Task details:
Print every record below exactly as it stands.

Records supplied:

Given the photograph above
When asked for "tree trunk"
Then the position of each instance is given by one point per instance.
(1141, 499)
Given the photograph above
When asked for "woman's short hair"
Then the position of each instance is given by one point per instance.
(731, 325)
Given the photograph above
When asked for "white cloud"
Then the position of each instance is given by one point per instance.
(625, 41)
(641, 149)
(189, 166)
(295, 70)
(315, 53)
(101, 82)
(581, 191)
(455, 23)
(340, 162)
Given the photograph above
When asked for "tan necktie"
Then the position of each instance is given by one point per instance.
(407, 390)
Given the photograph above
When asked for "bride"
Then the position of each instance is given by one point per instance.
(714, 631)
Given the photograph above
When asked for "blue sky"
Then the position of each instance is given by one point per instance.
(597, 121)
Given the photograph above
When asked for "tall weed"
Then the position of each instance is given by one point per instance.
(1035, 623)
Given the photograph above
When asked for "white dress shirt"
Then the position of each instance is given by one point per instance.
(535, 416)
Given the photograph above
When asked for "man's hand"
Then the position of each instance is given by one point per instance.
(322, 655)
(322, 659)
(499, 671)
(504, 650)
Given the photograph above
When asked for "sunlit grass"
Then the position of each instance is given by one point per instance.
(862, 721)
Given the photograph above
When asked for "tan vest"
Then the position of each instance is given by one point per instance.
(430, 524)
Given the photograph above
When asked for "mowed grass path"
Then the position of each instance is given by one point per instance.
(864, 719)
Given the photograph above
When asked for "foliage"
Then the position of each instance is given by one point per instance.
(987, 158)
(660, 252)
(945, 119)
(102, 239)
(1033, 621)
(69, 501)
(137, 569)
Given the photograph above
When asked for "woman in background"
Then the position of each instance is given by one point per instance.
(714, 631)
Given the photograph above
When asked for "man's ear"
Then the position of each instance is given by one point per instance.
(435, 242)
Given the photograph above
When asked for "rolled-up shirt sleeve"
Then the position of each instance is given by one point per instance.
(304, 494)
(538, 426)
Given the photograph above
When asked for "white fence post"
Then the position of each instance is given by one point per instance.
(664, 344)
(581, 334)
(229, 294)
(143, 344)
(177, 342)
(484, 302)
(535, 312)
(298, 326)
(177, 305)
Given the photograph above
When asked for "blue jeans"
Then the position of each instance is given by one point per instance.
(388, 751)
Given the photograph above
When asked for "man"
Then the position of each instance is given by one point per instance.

Written answer:
Given the photograph above
When asked for "tree trunk"
Then the position of each instance is given by one point per instance.
(1141, 499)
Given the photograph above
When asked for "woman's short hair"
Then the position of each instance is given by one point per instance.
(731, 325)
Given the photograph above
When asked for "white cloud"
Then the position of each instance is given by one point per instance.
(625, 41)
(641, 149)
(189, 166)
(295, 70)
(315, 53)
(101, 82)
(581, 191)
(455, 23)
(340, 162)
Given the photograph above
When asked for "tan necktie"
Then the position of each instance is given by one point per instance.
(407, 390)
Given the photograph above
When asked for "bride"
Then the position of each instance is given by one point per instance.
(714, 631)
Given the photograph above
When asked for "blue sky"
Then the position of each instance is given by one point per instance.
(597, 121)
Given the photograph above
When asked for "tall weed"
Then the position of each instance is given by one point per instance.
(1035, 623)
Given the photograph above
When asked for "white dress shirt"
Then the position of each instance is given by one point per instance.
(535, 416)
Given the photograph above
When asked for "man's hand"
Then the position of each instance is given by one point per instance.
(322, 655)
(322, 659)
(499, 671)
(504, 650)
Given the photograph above
When asked for "sunlit grass"
Then the position of each instance is given by one point per instance.
(862, 721)
Given the photograph above
When asked for "tan vest"
Then the position of each instance is given by one point per instance.
(430, 524)
Given the photograph above
When asked for "mowed grass path"
Then the position of each instance is given by one point per instance.
(864, 719)
Given the photograph above
When asked for "foliage"
Then the position of each instance is given by one point per instance.
(987, 158)
(660, 252)
(945, 119)
(102, 239)
(1033, 621)
(69, 501)
(137, 569)
Given the photograph above
When asked for "woman in background"
Then the position of each instance is given by one point per instance.
(714, 631)
Given the photograph above
When asked for "man's ear"
Then the position of each instance is given by one point per instance.
(435, 242)
Given the photograph above
When asked for "rolled-up shirt sleeve"
Then the position of each instance is given by one point per instance.
(304, 494)
(538, 426)
Given the photograph above
When asked for "white fence post"
Then the position of each instance is given by one point per instance.
(664, 344)
(581, 334)
(229, 294)
(143, 344)
(177, 342)
(484, 302)
(535, 312)
(298, 326)
(177, 305)
Given the photograph above
When asked for "blue jeans"
Then the position of each instance is given by one point per instance.
(388, 751)
Given the photograph above
When asked for "man"
Then the position of each instance is given by one point per instance.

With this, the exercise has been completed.